TASK DATA -
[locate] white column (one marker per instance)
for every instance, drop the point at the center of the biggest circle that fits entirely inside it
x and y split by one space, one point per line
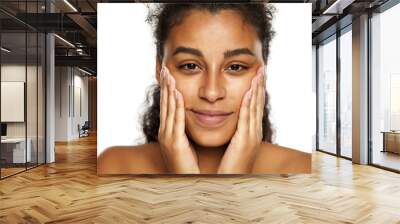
50 93
360 89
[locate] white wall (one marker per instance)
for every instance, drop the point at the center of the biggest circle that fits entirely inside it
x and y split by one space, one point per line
68 82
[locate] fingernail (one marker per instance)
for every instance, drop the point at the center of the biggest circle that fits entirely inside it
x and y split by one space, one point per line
248 94
176 94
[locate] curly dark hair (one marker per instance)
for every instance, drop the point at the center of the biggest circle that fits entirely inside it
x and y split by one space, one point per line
164 16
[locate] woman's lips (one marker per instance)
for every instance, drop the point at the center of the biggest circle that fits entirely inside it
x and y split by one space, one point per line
211 118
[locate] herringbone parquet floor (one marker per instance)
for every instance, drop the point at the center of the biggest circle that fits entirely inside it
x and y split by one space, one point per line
69 191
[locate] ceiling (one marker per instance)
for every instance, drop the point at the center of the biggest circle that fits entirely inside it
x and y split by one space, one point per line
76 22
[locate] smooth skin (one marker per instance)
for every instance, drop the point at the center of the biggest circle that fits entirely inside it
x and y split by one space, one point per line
211 62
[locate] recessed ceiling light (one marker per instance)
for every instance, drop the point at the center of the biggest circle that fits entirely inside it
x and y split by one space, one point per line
70 5
64 40
5 50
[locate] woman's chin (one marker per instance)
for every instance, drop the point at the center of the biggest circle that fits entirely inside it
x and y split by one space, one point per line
210 139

WHAT YOU SHOULD DO - Return exactly the lines from the line bearing "[locate] curly dark" to the end of the records, inclusive of both; include no other lines.

SOLUTION TO THIS PROBLEM -
[locate] curly dark hair (one marker per instance)
for every instance, drop the point at the center of the biggest circle that fits entirely inside it
x and y split by one space, one point per line
164 16
[locate] woman's lips (one marker per instance)
for every instance, drop the point at the center of the biggest circle that fits entirely inside it
x and y split by one space, one point per line
211 118
[locate] herringbone parquet floor (one marker per instance)
for every instance, drop the point at the center of the biggest circle that fits entirely inside it
x and y split by one space, one point per line
69 191
[locate] ceiling (one marker per instance)
for every instance, drop the point at the center of the biggest circle that fits entirely inside it
x and y split by one space, one point per line
76 22
[locate] smooth skin (one marker per instance)
for every instance, drop the point at the center of the biggest circle that fits entirely inside it
x and y split by one space, one point per line
211 62
[locate] recessed ceiling light (one marker per instance)
for every instance, drop the point at the center of the biggest circle that fits entirely inside it
x and y split by one space, one point per line
70 5
64 40
5 50
[locate] woman's chin (one marker per instance)
for every instance, drop the point at the center of the biggest circle that fits entirely inside it
x and y split by one space, one point per line
210 139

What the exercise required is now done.